■ 文書の抜粋:
****************************************

セリフってどう言えばいいの?【演技レッスン】
こんにちは。
演技講師、アクティングコーチのスギウチです。
今回もワークショップでよく質問を受ける「セリフをどう言ったらいいかわかりません」という疑問について書いてみようと思います。
・台本もらってセリフは覚えたんだけど、どういう風に言えばいいかわからない
・セリフを言うと、「大げさだ」もしくは「棒読みだ」と言われる
上記のようなことに悩んでいたり、監督や演出家に言われたことがある人に参考になる内容かと思います。
簡単なぼくの自己紹介ですが
ボクは元々20代前半から俳優として活動していて、今から約7年前に俳優から演技講師、アクティングコーチに転向しました。現在も講師として活動中です。今までたくさんのプロの俳優、女優さんのコーチングやオーディション、撮影本番の準備のお手伝いをしてきました。
俳優時代は全く演技のセンスがなく、事務所の先輩から満面の笑顔で「タカシは本当に芝居が下手だなぁー」と爽やかに言われるほどでした。何とかしようと、たくさんの演技レッスンやワークショップに通って色々なメソッドを学んできて今に至ります。
セリフをどう言っていいかわからない
この悩みを持っている人は多いと思います。さっそく掘り下げていきましょう。
◼️前もってセリフをどう言おうか決めてはいけません
まず大前提として、前もってセリフをどう言おうか決めてはいけません。なぜか?みなさんは普段生活している中で誰かと会話しているときに、次の言葉は「こう言おう」「こういう言い回しをしよう」と前もって決めていますか?いませんよね。普段やってないことを演技になったからといって急にやりだすと明らかに不自然です。不自然な演技になってしまう原因のひとつがこれです。
◼️セリフに感情や気持ちを込めようとしてはいけません
よく演技をはじめたばかりの人が「セリフに気持ちを込めて」とか「セリフに感情を乗せて」とか言っていたり、ひどい場合は演技講師でもそのようなことを言っている人がいますが、結論としては
セリフに感情や気持ちを込めようとしてはいけません
こちらも同じことの繰り返しになってしまいますが、みなさんは普段生活していて、「この言葉は気持ちを込めて言おう」とか、「この言葉は悲しい感情を乗せて言おう」とか考えていますか?いませんよね。(例外として告白などの場合、乗せることもあります)普段考えていないのに演技になった途端、「気持ちを込めよう」と思ってしまうと演技が不自然になります。大事なのは、結果的に「気持ちが入ってしまった」「感情が乗ってしまった」状態を作りだすことです。
では結果として「気持ちが入ってしまった」「感情が乗ってしまった」状態をつくるためには、どうすればいいのか?

****************************************

■ 与えられた項目:
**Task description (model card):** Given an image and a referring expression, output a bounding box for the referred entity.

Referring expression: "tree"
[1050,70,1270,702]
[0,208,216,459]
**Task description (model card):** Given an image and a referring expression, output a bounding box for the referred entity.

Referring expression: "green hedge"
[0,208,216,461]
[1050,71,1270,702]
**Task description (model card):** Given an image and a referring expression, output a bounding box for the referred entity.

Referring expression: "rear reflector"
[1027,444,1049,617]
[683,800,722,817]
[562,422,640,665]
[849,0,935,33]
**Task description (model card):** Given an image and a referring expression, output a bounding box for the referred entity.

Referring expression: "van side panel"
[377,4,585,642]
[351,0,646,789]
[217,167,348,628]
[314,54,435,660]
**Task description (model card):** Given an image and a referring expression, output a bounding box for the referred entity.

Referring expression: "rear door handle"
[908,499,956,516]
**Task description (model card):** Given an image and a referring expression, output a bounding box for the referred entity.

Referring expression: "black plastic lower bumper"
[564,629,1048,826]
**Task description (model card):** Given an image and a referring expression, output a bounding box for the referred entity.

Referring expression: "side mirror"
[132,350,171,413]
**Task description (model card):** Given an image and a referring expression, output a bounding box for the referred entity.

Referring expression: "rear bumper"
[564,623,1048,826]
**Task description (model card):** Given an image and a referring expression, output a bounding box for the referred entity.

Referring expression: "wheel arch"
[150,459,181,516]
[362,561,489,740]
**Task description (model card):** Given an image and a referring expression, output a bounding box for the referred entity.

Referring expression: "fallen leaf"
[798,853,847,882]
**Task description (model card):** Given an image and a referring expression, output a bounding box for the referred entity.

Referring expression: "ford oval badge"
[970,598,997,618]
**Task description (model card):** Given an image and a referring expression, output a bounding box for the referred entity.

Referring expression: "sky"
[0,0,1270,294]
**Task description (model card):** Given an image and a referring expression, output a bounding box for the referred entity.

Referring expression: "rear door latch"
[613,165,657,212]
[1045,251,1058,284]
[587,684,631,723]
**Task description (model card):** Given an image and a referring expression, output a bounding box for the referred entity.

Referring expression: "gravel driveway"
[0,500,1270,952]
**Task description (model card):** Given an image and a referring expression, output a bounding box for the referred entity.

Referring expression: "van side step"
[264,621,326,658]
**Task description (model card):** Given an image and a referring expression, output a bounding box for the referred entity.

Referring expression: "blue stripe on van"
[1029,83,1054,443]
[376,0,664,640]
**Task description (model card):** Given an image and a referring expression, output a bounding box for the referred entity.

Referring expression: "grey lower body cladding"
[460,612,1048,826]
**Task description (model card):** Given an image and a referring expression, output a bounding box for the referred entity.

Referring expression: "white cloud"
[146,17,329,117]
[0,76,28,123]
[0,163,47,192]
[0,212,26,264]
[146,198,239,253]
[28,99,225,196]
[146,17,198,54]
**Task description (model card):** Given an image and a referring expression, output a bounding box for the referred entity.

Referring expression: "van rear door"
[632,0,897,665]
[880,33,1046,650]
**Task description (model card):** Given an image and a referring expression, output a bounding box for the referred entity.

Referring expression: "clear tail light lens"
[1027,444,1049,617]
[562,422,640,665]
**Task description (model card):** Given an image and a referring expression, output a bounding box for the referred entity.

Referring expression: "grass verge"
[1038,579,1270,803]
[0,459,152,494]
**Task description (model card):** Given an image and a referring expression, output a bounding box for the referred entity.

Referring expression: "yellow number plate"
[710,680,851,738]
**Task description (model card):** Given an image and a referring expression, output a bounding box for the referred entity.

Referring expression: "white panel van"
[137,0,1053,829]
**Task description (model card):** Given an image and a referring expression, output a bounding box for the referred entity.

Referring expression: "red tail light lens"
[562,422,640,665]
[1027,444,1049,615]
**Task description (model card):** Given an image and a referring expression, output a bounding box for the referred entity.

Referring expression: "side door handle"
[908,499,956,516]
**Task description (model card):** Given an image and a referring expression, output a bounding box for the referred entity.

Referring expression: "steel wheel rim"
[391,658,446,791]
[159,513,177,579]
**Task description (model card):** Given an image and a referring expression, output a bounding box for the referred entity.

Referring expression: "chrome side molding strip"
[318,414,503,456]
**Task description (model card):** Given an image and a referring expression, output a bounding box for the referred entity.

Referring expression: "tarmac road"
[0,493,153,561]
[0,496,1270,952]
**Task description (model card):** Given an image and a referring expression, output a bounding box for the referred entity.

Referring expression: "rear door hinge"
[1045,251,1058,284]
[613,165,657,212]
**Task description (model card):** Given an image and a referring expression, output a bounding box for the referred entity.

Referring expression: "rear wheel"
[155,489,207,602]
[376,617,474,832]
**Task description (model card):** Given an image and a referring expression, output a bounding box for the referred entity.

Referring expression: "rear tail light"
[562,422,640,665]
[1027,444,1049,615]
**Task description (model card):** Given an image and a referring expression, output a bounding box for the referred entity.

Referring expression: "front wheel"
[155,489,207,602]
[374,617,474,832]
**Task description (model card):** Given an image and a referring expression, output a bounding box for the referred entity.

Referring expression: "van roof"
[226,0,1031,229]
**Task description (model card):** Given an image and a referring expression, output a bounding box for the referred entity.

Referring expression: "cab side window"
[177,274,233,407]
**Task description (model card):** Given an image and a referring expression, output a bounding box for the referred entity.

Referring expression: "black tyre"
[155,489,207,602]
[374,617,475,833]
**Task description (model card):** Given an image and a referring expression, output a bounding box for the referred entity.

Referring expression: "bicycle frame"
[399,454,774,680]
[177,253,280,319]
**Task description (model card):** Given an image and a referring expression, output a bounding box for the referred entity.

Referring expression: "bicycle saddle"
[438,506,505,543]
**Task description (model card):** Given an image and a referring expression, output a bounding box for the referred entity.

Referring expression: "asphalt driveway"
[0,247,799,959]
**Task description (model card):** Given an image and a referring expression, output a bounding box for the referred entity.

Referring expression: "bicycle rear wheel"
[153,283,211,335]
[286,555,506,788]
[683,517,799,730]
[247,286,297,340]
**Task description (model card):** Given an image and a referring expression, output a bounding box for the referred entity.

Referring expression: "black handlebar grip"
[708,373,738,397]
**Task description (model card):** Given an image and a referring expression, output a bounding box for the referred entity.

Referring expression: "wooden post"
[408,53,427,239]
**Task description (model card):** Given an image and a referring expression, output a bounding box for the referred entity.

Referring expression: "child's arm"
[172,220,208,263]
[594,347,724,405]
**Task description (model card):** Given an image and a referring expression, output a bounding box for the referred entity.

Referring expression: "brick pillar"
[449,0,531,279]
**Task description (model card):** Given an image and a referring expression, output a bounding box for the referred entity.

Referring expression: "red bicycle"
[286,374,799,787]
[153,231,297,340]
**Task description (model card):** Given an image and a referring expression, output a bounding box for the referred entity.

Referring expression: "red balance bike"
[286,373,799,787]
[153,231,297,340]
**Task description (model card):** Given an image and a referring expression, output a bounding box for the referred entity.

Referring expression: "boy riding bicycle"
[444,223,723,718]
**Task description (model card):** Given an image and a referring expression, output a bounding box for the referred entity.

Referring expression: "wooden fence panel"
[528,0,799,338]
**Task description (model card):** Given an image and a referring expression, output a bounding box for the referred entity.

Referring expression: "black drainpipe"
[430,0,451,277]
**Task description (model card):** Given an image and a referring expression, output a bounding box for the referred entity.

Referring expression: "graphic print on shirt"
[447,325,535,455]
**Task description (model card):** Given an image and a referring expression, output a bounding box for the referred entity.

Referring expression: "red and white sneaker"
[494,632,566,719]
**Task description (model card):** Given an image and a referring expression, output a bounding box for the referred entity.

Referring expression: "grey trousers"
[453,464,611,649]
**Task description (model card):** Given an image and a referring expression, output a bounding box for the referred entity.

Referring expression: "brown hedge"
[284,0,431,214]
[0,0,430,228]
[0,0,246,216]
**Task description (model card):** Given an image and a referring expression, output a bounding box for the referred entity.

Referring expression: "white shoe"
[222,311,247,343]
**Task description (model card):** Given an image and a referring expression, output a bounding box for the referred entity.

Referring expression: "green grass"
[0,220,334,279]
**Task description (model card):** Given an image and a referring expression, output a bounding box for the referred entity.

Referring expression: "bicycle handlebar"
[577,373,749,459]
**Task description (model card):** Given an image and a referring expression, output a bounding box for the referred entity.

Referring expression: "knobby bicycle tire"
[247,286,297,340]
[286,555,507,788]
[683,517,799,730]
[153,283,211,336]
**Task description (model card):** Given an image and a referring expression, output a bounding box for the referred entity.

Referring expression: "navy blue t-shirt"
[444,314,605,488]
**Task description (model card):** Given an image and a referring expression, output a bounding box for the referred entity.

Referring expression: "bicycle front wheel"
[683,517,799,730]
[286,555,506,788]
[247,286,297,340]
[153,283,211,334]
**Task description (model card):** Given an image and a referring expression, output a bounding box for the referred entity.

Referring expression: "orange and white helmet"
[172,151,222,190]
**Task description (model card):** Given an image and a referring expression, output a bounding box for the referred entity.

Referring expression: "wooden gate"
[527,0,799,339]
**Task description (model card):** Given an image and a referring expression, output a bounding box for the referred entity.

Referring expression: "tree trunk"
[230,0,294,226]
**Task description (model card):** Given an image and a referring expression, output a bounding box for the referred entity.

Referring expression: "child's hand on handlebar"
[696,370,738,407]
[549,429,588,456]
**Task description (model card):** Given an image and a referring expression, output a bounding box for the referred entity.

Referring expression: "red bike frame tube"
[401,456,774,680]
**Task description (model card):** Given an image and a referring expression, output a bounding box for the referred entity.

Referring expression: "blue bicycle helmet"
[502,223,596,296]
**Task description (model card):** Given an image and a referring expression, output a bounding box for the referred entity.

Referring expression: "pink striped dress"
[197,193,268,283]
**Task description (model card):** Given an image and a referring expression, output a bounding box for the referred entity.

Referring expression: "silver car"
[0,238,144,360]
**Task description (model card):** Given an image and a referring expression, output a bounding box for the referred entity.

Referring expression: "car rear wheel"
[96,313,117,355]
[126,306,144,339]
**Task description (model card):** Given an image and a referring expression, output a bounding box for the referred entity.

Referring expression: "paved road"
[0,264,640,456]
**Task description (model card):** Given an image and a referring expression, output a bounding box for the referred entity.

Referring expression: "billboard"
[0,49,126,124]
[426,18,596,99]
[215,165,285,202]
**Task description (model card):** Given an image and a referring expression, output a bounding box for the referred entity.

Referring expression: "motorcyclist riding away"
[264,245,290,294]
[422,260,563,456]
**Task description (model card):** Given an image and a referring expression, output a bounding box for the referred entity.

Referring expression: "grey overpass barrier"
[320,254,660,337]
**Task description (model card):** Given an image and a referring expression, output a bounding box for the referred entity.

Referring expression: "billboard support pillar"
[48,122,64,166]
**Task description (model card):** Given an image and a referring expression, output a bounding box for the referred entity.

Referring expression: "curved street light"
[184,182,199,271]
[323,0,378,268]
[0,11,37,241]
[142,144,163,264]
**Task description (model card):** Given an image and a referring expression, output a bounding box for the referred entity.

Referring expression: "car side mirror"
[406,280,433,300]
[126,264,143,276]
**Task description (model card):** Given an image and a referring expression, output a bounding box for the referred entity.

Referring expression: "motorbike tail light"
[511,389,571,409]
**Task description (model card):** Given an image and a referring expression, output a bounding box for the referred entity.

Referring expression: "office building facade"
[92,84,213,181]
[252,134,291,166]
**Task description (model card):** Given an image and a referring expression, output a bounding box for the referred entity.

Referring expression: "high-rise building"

****************************************

■ 問題:
(1) 文書の抜粋の「セリフをどう言っていいかわからない」から「た」状態を作りだすことです。」までを末尾も含めて書き直し、その際「普段」をすべて「日頃」に置き換えてください。
(2) 文書の抜粋によると、筆者が俳優から演技講師、アクティングコーチに転向したのは今から約何年前ですか。

■ 各課題の解答:
(1)
セリフをどう言っていいかわからない
この悩みを持っている人は多いと思います。さっそく掘り下げていきましょう。
◼️前もってセリフをどう言おうか決めてはいけません
まず大前提として、前もってセリフをどう言おうか決めてはいけません。なぜか?みなさんは日頃生活している中で誰かと会話しているときに、次の言葉は「こう言おう」「こういう言い回しをしよう」と前もって決めていますか?いませんよね。日頃やってないことを演技になったからといって急にやりだすと明らかに不自然です。不自然な演技になってしまう原因のひとつがこれです。
◼️セリフに感情や気持ちを込めようとしてはいけません
よく演技をはじめたばかりの人が「セリフに気持ちを込めて」とか「セリフに感情を乗せて」とか言っていたり、ひどい場合は演技講師でもそのようなことを言っている人がいますが、結論としては
セリフに感情や気持ちを込めようとしてはいけません
こちらも同じことの繰り返しになってしまいますが、みなさんは日頃生活していて、「この言葉は気持ちを込めて言おう」とか、「この言葉は悲しい感情を乗せて言おう」とか考えていますか?いませんよね。(例外として告白などの場合、乗せることもあります)日頃考えていないのに演技になった途端、「気持ちを込めよう」と思ってしまうと演技が不自然になります。大事なのは、結果的に「気持ちが入ってしまった」「感情が乗ってしまった」状態を作りだすことです。

(2) 約7年前です。